** Opening Records block **

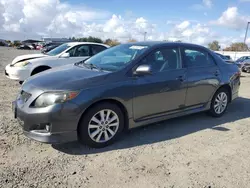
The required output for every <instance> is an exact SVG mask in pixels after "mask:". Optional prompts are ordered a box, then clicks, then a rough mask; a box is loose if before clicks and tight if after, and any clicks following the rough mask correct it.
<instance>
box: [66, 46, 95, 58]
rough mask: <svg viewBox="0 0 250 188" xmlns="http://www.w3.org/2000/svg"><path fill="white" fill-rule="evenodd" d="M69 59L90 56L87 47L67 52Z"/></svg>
mask: <svg viewBox="0 0 250 188" xmlns="http://www.w3.org/2000/svg"><path fill="white" fill-rule="evenodd" d="M67 53H69V56H70V57H84V56H90V49H89V46H87V45H79V46H75V47H73V48H71V49H70V50H68V51H67Z"/></svg>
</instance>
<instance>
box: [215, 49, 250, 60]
mask: <svg viewBox="0 0 250 188" xmlns="http://www.w3.org/2000/svg"><path fill="white" fill-rule="evenodd" d="M216 52H217V53H219V54H222V55H230V57H231V58H232V59H233V60H237V59H239V58H240V57H242V56H250V51H247V52H233V51H216Z"/></svg>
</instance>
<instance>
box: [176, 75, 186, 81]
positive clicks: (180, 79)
mask: <svg viewBox="0 0 250 188" xmlns="http://www.w3.org/2000/svg"><path fill="white" fill-rule="evenodd" d="M176 80H179V81H181V82H184V81H185V77H184V76H178V77H177V78H176Z"/></svg>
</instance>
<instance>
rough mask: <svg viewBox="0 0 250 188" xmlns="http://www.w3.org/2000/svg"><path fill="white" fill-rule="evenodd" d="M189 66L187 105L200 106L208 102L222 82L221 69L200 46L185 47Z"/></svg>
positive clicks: (212, 58)
mask: <svg viewBox="0 0 250 188" xmlns="http://www.w3.org/2000/svg"><path fill="white" fill-rule="evenodd" d="M182 53H183V57H184V61H185V62H186V65H187V67H188V71H187V84H188V89H187V96H186V102H185V106H186V107H191V106H193V107H194V108H195V107H199V106H202V105H204V104H205V103H207V102H208V101H209V100H210V99H211V97H212V95H213V94H214V92H215V91H216V89H217V88H218V86H219V83H220V76H221V75H220V70H219V68H218V67H217V65H216V63H215V61H214V59H213V57H212V56H211V55H210V54H209V53H208V52H207V51H206V50H203V49H200V48H183V51H182Z"/></svg>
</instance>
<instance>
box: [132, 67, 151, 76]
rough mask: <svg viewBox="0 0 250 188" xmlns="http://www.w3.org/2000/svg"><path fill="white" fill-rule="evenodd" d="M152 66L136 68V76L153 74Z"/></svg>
mask: <svg viewBox="0 0 250 188" xmlns="http://www.w3.org/2000/svg"><path fill="white" fill-rule="evenodd" d="M151 73H152V71H151V66H150V65H140V66H139V67H137V68H136V70H135V72H134V75H148V74H151Z"/></svg>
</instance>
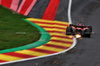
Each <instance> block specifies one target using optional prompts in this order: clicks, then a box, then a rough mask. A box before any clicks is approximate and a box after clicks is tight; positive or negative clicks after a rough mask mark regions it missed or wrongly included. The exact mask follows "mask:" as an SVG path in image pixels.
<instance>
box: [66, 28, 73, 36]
mask: <svg viewBox="0 0 100 66" xmlns="http://www.w3.org/2000/svg"><path fill="white" fill-rule="evenodd" d="M71 34H72V29H71V27H67V29H66V35H71Z"/></svg>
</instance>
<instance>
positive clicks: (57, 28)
mask: <svg viewBox="0 0 100 66" xmlns="http://www.w3.org/2000/svg"><path fill="white" fill-rule="evenodd" d="M27 20H29V21H31V22H33V23H35V24H37V25H39V26H41V27H42V28H44V29H45V30H46V31H47V32H48V33H49V34H50V35H51V40H50V41H49V42H48V43H47V44H44V45H42V46H39V47H36V48H31V49H27V50H22V51H16V52H10V53H3V54H0V63H4V62H10V61H16V60H22V59H27V58H33V59H34V58H36V57H41V56H44V57H45V56H47V55H51V54H54V53H58V52H62V51H64V50H66V49H68V48H69V47H71V46H72V44H73V38H72V37H71V36H68V35H65V32H66V27H67V26H68V23H67V22H60V21H50V20H42V19H35V18H27ZM5 58H6V59H5Z"/></svg>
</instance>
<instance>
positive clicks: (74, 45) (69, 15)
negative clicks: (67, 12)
mask: <svg viewBox="0 0 100 66" xmlns="http://www.w3.org/2000/svg"><path fill="white" fill-rule="evenodd" d="M71 5H72V0H69V7H68V20H69V23H70V24H72V20H71ZM73 40H74V42H73V44H72V46H71V47H70V48H68V49H66V50H64V51H62V52H58V53H54V54H51V55H46V56H40V57H35V58H28V59H22V60H17V61H11V62H5V63H0V65H3V64H9V63H15V62H21V61H27V60H33V59H38V58H43V57H49V56H54V55H58V54H61V53H65V52H67V51H69V50H71V49H72V48H74V47H75V45H76V43H77V40H76V38H75V37H74V38H73Z"/></svg>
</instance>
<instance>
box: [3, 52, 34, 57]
mask: <svg viewBox="0 0 100 66" xmlns="http://www.w3.org/2000/svg"><path fill="white" fill-rule="evenodd" d="M4 55H10V56H15V57H20V58H31V57H36V56H31V55H24V54H20V53H16V52H10V53H4Z"/></svg>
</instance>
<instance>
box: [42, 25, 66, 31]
mask: <svg viewBox="0 0 100 66" xmlns="http://www.w3.org/2000/svg"><path fill="white" fill-rule="evenodd" d="M41 27H43V28H50V29H52V28H54V26H52V27H50V26H41ZM55 28H58V29H62V30H66V28H61V27H55Z"/></svg>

** Closing Records block **

Exercise instructions:
Apart from the pictures, every record must be set down exactly.

Answer for the task:
The required output for every <instance> is an exact SVG mask in pixels after "mask:". Optional prompts are ordered a box, then clicks, then a rough mask; a box is loose if before clicks and tight if after, and any clicks following the rough mask correct it.
<instance>
box: [66, 46, 95, 58]
rough mask: <svg viewBox="0 0 250 188" xmlns="http://www.w3.org/2000/svg"><path fill="white" fill-rule="evenodd" d="M69 59L90 56L87 47L67 52Z"/></svg>
mask: <svg viewBox="0 0 250 188" xmlns="http://www.w3.org/2000/svg"><path fill="white" fill-rule="evenodd" d="M67 53H69V56H70V57H84V56H90V49H89V46H87V45H79V46H75V47H73V48H71V49H70V50H68V51H67Z"/></svg>
</instance>
<instance>
box: [215, 49, 250, 60]
mask: <svg viewBox="0 0 250 188" xmlns="http://www.w3.org/2000/svg"><path fill="white" fill-rule="evenodd" d="M216 52H217V53H219V54H222V55H230V57H231V58H232V59H233V60H237V59H239V58H240V57H242V56H250V51H247V52H233V51H216Z"/></svg>
</instance>
<instance>
box: [176, 75, 186, 81]
positive clicks: (180, 79)
mask: <svg viewBox="0 0 250 188" xmlns="http://www.w3.org/2000/svg"><path fill="white" fill-rule="evenodd" d="M176 80H179V81H181V82H184V81H185V77H184V76H178V77H177V78H176Z"/></svg>
</instance>
<instance>
rough mask: <svg viewBox="0 0 250 188" xmlns="http://www.w3.org/2000/svg"><path fill="white" fill-rule="evenodd" d="M189 66L187 105L200 106L208 102L222 82L221 69L200 46L185 47Z"/></svg>
positive clicks: (212, 58)
mask: <svg viewBox="0 0 250 188" xmlns="http://www.w3.org/2000/svg"><path fill="white" fill-rule="evenodd" d="M182 53H183V57H184V61H185V62H186V65H187V67H188V71H187V84H188V89H187V96H186V102H185V106H186V107H191V106H193V107H194V108H195V107H199V106H202V105H204V104H205V103H207V102H208V101H209V100H210V99H211V97H212V95H213V94H214V92H215V91H216V89H217V88H218V86H219V83H220V76H221V75H220V70H219V68H218V67H217V65H216V63H215V61H214V59H213V57H212V56H211V55H210V54H209V53H208V52H207V51H206V50H203V49H200V48H183V51H182Z"/></svg>
</instance>
<instance>
box: [132, 67, 151, 76]
rough mask: <svg viewBox="0 0 250 188" xmlns="http://www.w3.org/2000/svg"><path fill="white" fill-rule="evenodd" d="M152 66L136 68V76L153 74Z"/></svg>
mask: <svg viewBox="0 0 250 188" xmlns="http://www.w3.org/2000/svg"><path fill="white" fill-rule="evenodd" d="M151 73H152V71H151V66H150V65H140V66H139V67H137V68H136V70H135V72H134V75H148V74H151Z"/></svg>
</instance>
Each <instance> block specifies one target using optional prompts in this order: clicks, then a box, then a rough mask. A box before any clicks is approximate and a box after clicks is tight; positive or negative clicks after a rough mask mark regions it missed or wrongly included. The exact mask follows "mask:" as an SVG path in image pixels.
<instance>
box: [66, 28, 73, 36]
mask: <svg viewBox="0 0 100 66" xmlns="http://www.w3.org/2000/svg"><path fill="white" fill-rule="evenodd" d="M71 34H72V29H71V27H67V29H66V35H71Z"/></svg>
</instance>
<instance>
positive clicks: (57, 28)
mask: <svg viewBox="0 0 100 66" xmlns="http://www.w3.org/2000/svg"><path fill="white" fill-rule="evenodd" d="M27 20H29V21H31V22H33V23H35V24H37V25H39V26H41V27H42V28H44V29H45V30H46V31H47V32H48V33H49V34H50V35H51V40H50V41H49V42H48V43H47V44H44V45H42V46H39V47H36V48H31V49H27V50H22V51H16V52H10V53H3V54H0V63H4V62H10V61H16V60H22V59H27V58H33V59H34V58H36V57H41V56H44V57H45V56H47V55H51V54H54V53H58V52H62V51H64V50H66V49H68V48H69V47H71V46H72V44H73V38H72V37H71V36H68V35H65V32H66V27H67V26H68V23H67V22H60V21H50V20H42V19H35V18H27ZM5 58H6V59H5Z"/></svg>
</instance>
<instance>
positive clicks: (74, 45) (69, 15)
negative clicks: (67, 12)
mask: <svg viewBox="0 0 100 66" xmlns="http://www.w3.org/2000/svg"><path fill="white" fill-rule="evenodd" d="M71 5H72V0H69V7H68V20H69V23H70V24H72V20H71ZM73 40H74V42H73V44H72V46H71V47H70V48H68V49H66V50H64V51H62V52H58V53H54V54H51V55H46V56H40V57H35V58H28V59H22V60H17V61H11V62H5V63H0V65H3V64H9V63H15V62H21V61H27V60H33V59H38V58H43V57H49V56H54V55H58V54H61V53H65V52H67V51H69V50H71V49H72V48H74V47H75V45H76V43H77V40H76V38H75V37H74V38H73Z"/></svg>
</instance>
<instance>
box: [3, 52, 34, 57]
mask: <svg viewBox="0 0 100 66" xmlns="http://www.w3.org/2000/svg"><path fill="white" fill-rule="evenodd" d="M4 55H10V56H15V57H20V58H31V57H36V56H31V55H24V54H20V53H16V52H10V53H4Z"/></svg>
</instance>
<instance>
box: [42, 25, 66, 31]
mask: <svg viewBox="0 0 100 66" xmlns="http://www.w3.org/2000/svg"><path fill="white" fill-rule="evenodd" d="M41 27H43V28H50V29H52V28H54V26H52V27H50V26H41ZM55 28H58V29H62V30H66V28H61V27H55Z"/></svg>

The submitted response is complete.